**SELECTED PASSAGE**
--- BEGIN ---

Virginians are still suffering from massive confusion about what the Virginia Department of Education (VDOE) is proposing for its controversial Virginia Mathematics Pathways Initiative. The befuddlement arises from the use of various words that are seeming synonyms but have precise, different meanings when used by educators.
Two columns appearing in my inbox this morning illustrated the continued inability to get the story straight: one published by the Washington Post, which quotes James F. Lane, state superintendent for public instruction, and one by the Virginia Star, which cites VDOE spokesman Charles Pyle.
Here is the root of the problem. “Tracking” means one thing. “Accelerated pathway” means another. “Advanced courses” means another. Lane and Pyle are choosing their words very carefully. But journalists are missing the nuances.
“Tracking” refers to the practice of differentiating students by ability and putting them in slow-lane and fast-lane classes in which teachers can teach at an appropriate pace for each. The thought of forcing children into one-size-fits-all classes has many parents up in arms and VDOE on the defensive. The fear of eliminating tracked classes has driven the controversy.
The term “accelerated pathway,” Pyle told me, is the term to describe a student skipping to a higher class — “for example, a sixth grade student who is learning seventh-grade mathematics content.” It is not synonymous with a tracked class for advanced students.
An “advanced course,” says Pyle, refers to courses above the level of Algebra II, such as pre-calculus, calculus, or trigonometry. It is not synonymous with a tracked class for advanced students.
Add one more confusing term to the mix: “differentiated instruction.” As best as I can determine this phrase is akin to another phrase I have seen used, “enrichment.” Both describe how advanced students in mixed-ability classes would be allowed to explore “extension topics” in greater depth. Differentiated instruction addresses the dilemma of how to keep high-achieving math students challenged in one-size-fits-all classes.
Lane has said a lot of things in his effort to still the waters. “We are not eliminating accelerated courses. We are not reducing the rigor of our courses. … We’re not eliminating any pathways to calculus,” he said at a press conference last week. At no point in the press conference did he say that the elimination of “tracking” was off the table. Indeed, in his public pronouncements, Lane does not talk about “tracking” at all.
He repeated similar verbal formulations again in an interview with WaPo columnist Jay Mathews. Lane said it was premature to assume how the new Math Pathway would turn out, as the standards are still a work in bureaucratic process. Mathews interpreted his statements as insisting that “the state has no plans to eliminate tracking (separate classes for students at different levels) from kindergarten through 10th grade.” But at no point does Mathews quote Lane as actually saying that.

--- END ---

**STATED EXERCISE 1**
According to the article on Virginia's math pathways, what does Pyle say an "advanced course" refers to?
The article and the listing come from separate, unrelated sources.

**EXERCISE MATERIAL**
--- BEGIN ---

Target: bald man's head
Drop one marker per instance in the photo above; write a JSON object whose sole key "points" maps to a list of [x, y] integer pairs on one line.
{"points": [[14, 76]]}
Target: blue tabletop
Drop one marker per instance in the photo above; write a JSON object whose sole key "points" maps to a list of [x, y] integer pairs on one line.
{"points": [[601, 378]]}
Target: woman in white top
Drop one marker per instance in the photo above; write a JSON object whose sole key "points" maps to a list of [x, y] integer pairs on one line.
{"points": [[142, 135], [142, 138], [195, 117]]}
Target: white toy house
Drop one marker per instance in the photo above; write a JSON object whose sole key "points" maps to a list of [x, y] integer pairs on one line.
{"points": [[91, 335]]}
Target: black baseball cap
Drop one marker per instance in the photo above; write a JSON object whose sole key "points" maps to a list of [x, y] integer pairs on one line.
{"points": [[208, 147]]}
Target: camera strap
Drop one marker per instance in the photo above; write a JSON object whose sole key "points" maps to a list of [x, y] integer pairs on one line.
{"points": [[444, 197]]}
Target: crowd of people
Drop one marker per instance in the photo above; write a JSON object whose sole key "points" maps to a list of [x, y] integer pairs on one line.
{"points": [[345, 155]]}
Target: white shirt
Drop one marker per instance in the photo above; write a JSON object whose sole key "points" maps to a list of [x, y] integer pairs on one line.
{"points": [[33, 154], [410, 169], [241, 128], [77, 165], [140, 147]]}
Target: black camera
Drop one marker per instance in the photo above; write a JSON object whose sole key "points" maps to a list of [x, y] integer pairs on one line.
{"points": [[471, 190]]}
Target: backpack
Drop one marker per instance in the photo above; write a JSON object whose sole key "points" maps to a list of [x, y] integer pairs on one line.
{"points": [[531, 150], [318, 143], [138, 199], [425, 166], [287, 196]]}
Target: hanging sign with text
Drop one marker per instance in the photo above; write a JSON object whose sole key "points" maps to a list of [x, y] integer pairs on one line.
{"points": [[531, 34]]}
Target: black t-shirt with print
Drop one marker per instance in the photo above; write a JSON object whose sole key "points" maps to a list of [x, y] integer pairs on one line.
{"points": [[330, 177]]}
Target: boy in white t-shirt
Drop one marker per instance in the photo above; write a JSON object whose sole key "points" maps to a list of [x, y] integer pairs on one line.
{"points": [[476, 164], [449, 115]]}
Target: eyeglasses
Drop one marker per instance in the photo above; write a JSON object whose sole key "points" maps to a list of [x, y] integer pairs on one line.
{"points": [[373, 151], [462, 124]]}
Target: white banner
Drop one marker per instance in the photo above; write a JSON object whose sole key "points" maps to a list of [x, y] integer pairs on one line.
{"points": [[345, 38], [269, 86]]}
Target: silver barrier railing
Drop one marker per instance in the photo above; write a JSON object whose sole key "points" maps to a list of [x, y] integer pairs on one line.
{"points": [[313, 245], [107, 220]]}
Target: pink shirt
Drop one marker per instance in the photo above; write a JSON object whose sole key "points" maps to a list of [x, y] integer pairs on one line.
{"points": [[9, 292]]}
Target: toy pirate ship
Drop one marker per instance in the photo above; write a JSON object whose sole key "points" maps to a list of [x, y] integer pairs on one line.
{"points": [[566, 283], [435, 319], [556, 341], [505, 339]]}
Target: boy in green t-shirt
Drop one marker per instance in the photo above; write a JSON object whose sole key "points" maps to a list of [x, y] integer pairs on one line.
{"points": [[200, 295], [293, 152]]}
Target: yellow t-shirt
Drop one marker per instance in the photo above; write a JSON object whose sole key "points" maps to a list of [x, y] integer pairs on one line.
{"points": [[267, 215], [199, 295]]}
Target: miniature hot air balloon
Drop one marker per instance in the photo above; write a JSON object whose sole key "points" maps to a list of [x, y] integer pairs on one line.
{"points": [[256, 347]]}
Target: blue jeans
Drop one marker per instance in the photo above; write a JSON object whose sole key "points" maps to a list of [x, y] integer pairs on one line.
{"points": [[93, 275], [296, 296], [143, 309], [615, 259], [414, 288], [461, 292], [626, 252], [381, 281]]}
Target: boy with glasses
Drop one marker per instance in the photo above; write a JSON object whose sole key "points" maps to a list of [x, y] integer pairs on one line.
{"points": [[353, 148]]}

--- END ---

**STATED EXERCISE 2**
Count the lines in the listing that contain the string "shirt", treating uppercase and lowercase as different, and reply with the number alone.

**FULL OUTPUT 1**
Courses above the level of Algebra II, such as pre-calculus, calculus, or trigonometry.

**FULL OUTPUT 2**
6